Grund für den Fehler sei vor allem eine unsachgemäße Installation seitens der Dienstleister. Demnach würden Techniker häufig auch in kleineren Praxen den Online-Anschluss für den Parallelbetrieb einrichten, bei der der Konnektor nur eine von vielen Komponenten ist und deshalb nicht mit der integrierten Firewall arbeitet. Die Gematik empfiehlt den Parallelbetrieb deshalb nur für große medizinische Einrichtungen wie Kliniken, „die bereits ein größeres LAN etabliert haben und über entsprechende Sicherheitsfunktionen gemäß dem Bundesamt für Sicherheit in der Informationstechnik verfügen“.
Auch die Freie Ärzteschaft (FÄ) – seit jeher skeptisch gegenüber der Telematik – hat bereits im Frühjahr vor diesem Problem gewarnt. Denn nach derzeitiger Rechtslage würden im Falle von Datendiebstahl oder Manipulation die Apotheken oder Arztpraxen haften. Der Berufsverband empfiehlt deshalb, „sich unbedingt abzusichern“. Die IT-Firma, die die benötigten Geräte in der Praxis installiert hat, müsse den Ärzten schriftlich bestätigen, dass dabei höchste Sicherheitsstandards erfüllt und alle Datenschutzmaßnahmen genau umgesetzt wurden. Nur so ließen sich „unkalkulierbaren Haftungsrisiken“ bei Datenschutzverletzungen nach der Berufsordnung, dem Straftatbestand des § 203 StGB oder der EU-Datenschutzgrundverordnung (DSGVO) vermeiden. Die Rede ist von Strafen bis zu 50.000 Euro. „Andernfalls ist es ratsam, das Praxisverwaltungssystem vom sogenannten Konnektor wieder zu trennen“, so der Vorsitzende Wieland Dietrich.

■ **Datensätze aus einer Sammlung**
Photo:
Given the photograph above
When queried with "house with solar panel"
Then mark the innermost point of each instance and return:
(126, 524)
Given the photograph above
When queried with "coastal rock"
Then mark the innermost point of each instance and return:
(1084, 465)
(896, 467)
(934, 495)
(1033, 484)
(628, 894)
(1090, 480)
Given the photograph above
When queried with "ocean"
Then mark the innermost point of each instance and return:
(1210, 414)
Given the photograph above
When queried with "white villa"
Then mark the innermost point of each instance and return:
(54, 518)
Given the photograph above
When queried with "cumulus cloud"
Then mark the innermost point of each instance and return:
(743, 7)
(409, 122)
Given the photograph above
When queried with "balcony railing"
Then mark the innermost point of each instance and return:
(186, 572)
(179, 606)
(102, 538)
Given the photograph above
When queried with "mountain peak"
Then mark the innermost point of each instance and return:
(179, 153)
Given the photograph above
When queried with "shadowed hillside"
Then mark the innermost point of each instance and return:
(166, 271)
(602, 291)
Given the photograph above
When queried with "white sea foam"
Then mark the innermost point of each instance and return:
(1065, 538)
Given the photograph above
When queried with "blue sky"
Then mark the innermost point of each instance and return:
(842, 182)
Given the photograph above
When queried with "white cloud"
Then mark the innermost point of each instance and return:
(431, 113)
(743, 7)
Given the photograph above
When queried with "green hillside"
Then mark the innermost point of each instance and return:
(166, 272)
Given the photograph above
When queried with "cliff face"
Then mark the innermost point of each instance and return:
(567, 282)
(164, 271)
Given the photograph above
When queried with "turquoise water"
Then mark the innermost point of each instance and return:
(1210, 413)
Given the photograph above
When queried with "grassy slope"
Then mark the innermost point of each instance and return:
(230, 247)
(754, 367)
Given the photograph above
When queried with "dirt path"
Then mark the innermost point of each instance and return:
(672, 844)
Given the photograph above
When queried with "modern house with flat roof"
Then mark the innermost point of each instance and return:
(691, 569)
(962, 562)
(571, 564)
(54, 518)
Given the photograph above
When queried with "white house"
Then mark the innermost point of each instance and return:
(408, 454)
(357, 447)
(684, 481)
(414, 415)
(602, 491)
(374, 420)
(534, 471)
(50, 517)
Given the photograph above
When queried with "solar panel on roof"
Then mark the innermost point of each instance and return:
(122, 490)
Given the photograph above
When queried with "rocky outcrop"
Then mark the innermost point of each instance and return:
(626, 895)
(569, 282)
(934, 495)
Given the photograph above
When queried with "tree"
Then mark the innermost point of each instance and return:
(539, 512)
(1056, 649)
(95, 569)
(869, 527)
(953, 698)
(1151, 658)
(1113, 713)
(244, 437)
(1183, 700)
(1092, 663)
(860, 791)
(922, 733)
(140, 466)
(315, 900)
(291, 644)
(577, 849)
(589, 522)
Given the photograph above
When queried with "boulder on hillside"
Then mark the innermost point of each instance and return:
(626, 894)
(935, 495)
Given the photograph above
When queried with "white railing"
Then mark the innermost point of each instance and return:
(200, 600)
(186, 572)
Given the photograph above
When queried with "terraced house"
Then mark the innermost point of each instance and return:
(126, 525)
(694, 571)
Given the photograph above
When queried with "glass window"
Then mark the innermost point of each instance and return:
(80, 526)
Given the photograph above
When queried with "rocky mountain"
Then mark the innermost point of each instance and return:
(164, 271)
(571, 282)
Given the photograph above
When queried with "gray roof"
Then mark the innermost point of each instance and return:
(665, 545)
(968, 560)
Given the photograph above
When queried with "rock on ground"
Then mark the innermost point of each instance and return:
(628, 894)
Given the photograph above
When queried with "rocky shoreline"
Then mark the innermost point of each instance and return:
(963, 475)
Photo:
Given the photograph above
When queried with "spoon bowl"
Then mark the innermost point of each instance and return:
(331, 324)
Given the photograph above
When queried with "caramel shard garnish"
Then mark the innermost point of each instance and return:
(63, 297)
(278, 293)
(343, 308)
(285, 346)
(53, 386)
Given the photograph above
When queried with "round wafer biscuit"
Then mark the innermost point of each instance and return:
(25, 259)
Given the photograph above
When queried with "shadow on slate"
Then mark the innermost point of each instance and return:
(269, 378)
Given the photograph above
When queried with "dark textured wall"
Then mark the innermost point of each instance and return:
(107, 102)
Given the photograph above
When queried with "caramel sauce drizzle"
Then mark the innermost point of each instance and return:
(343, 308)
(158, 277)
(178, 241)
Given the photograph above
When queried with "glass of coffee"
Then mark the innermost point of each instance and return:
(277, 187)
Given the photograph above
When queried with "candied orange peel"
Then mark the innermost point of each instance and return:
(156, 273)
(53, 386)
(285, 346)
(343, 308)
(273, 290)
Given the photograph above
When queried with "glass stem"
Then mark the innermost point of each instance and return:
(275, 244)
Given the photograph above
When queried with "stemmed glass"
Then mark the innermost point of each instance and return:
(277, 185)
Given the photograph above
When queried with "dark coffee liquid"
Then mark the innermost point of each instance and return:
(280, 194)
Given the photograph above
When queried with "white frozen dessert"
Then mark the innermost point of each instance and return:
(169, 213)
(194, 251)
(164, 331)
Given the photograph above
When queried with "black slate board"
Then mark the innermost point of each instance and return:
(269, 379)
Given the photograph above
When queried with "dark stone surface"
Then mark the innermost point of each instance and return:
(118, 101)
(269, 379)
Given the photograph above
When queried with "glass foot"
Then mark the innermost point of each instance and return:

■ **DEINE AUFGABE**
Für welche Einrichtungen empfiehlt die Gematik laut dem Text über den Konnektor den Parallelbetrieb?

■ **ENDGÜLTIGE ANTWORT**
Nur für große medizinische Einrichtungen wie Kliniken, die bereits ein größeres LAN etabliert haben und über entsprechende Sicherheitsfunktionen gemäß dem Bundesamt für Sicherheit in der Informationstechnik verfügen.